Passage »

    1. For the short version, read here:

      For the long version, here:

  2. "That Christianity also offers the only foundation for man’s liberty to flourish on this earth is a welcome effect (and the reason for my focus)." - BM


    "On the other hand we do want, and want very much, to make men treat Christianity as a means..." - Screwtape

    For those of us like you and I (and many others here) who've come to realize the importance of Christianity in relation to the achievement and maintenance of liberty, as Lewis warns, we have to be careful not to fall into this trap - the trap of utilizing Christianity as means toward that end (or any other).

    The social justice crusade of the late 1800s and especially leading up to World War I is exactly what turned Christians in America into interventionist advocates of the Empire. The idea of the Messianic Nation which must evangelize the world, by force if necessary, was born then. Christianity became a means toward an end for these people. And what happened to these early Progressives? They became the atheist Progressives today we know and loathe.

    See Richard Gamble's "The War for Righteousness" for more on this.

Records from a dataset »
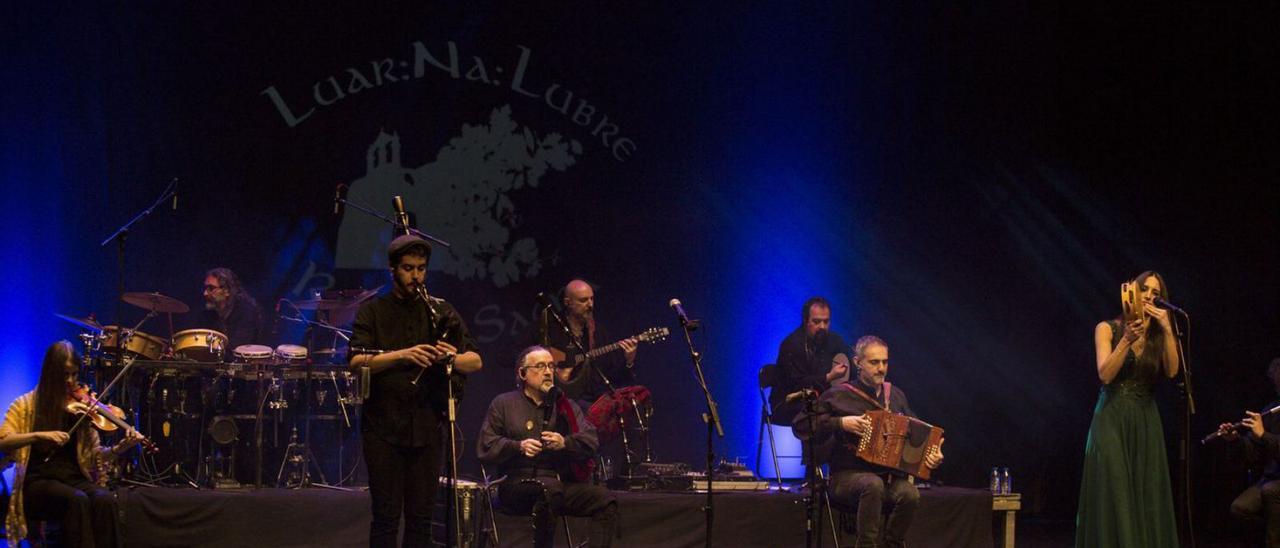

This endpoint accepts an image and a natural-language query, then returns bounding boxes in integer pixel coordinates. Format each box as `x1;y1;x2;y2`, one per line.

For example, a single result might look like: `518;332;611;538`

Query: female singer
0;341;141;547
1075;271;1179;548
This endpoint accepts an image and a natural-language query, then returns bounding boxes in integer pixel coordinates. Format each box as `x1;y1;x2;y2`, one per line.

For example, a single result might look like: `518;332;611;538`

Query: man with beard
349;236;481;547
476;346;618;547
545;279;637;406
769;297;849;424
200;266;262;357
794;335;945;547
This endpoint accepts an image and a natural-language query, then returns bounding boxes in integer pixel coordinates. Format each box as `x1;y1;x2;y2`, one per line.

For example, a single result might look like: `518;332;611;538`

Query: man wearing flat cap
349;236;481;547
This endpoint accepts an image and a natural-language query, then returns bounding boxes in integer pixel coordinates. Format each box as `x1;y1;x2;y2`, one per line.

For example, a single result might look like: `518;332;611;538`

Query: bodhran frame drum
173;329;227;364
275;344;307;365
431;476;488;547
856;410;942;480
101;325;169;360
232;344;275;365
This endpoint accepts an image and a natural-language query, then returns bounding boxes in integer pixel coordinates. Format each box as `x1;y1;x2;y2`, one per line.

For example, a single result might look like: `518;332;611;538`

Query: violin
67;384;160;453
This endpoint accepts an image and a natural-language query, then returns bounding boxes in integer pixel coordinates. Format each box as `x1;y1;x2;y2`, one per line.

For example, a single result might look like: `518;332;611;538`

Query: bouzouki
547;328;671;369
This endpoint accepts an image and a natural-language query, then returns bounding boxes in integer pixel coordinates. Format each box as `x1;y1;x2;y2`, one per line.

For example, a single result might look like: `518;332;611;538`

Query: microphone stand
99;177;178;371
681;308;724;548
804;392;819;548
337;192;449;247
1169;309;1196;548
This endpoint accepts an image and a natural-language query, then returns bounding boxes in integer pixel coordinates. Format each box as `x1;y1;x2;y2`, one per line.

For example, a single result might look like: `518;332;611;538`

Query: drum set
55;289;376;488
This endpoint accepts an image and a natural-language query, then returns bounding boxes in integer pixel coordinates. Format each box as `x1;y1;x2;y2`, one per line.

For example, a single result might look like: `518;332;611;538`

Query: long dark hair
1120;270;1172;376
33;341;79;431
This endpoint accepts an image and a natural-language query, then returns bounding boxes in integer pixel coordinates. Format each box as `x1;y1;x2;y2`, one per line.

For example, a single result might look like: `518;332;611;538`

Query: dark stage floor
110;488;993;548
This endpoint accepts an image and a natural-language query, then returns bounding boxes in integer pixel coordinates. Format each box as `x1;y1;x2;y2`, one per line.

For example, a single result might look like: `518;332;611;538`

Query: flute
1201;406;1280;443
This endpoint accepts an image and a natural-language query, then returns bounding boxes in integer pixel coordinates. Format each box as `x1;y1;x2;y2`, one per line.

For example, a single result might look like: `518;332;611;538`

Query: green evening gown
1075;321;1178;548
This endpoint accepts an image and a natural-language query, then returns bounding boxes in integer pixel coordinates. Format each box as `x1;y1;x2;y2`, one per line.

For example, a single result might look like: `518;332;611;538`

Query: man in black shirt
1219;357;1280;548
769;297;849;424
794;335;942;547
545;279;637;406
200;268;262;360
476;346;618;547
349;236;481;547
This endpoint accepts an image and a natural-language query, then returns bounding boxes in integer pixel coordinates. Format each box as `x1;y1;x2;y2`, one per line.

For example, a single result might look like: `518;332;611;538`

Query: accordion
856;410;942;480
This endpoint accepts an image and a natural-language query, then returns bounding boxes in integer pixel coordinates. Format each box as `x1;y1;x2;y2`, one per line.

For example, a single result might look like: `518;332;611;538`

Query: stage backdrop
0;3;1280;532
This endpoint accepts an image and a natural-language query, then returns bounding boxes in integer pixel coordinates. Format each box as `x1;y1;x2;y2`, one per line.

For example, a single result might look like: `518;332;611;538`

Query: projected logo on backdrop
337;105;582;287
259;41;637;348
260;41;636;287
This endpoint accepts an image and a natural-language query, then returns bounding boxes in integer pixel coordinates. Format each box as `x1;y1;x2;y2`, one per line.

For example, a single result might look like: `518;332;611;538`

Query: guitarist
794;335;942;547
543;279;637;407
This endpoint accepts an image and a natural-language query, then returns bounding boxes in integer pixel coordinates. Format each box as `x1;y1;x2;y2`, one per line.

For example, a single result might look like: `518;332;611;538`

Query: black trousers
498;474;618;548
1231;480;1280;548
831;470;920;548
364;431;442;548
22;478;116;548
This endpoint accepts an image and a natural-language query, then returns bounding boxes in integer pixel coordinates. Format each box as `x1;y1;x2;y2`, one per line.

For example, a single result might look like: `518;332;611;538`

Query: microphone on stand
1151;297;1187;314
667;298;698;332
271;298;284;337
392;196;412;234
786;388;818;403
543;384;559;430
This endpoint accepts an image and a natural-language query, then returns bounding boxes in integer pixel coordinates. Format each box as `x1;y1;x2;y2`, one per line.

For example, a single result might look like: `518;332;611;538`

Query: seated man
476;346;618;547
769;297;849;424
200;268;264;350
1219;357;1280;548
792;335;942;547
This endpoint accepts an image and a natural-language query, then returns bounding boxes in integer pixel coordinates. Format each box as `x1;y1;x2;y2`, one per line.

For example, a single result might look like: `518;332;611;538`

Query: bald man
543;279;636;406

Activity list »
1. Answer these questions about the passage on Christianity and liberty.
(a) Who is quoted as saying "we do want, and want very much, to make men treat Christianity as a means"?
(b) What idea does the passage say was born during the social justice crusade of the late 1800s?
(c) Which book does the passage point to for more on this topic?
2. Write out the part of the passage on Christianity and liberty between "The social justice" and "know and loathe.", inclusive.

Task results »
1.
(a) Screwtape.
(b) The idea of the Messianic Nation, which must evangelize the world, by force if necessary.
(c) Richard Gamble's "The War for Righteousness."

2.
The social justice crusade of the late 1800s and especially leading up to World War I is exactly what turned Christians in America into interventionist advocates of the Empire. The idea of the Messianic Nation which must evangelize the world, by force if necessary, was born then. Christianity became a means toward an end for these people. And what happened to these early Progressives? They became the atheist Progressives today we know and loathe.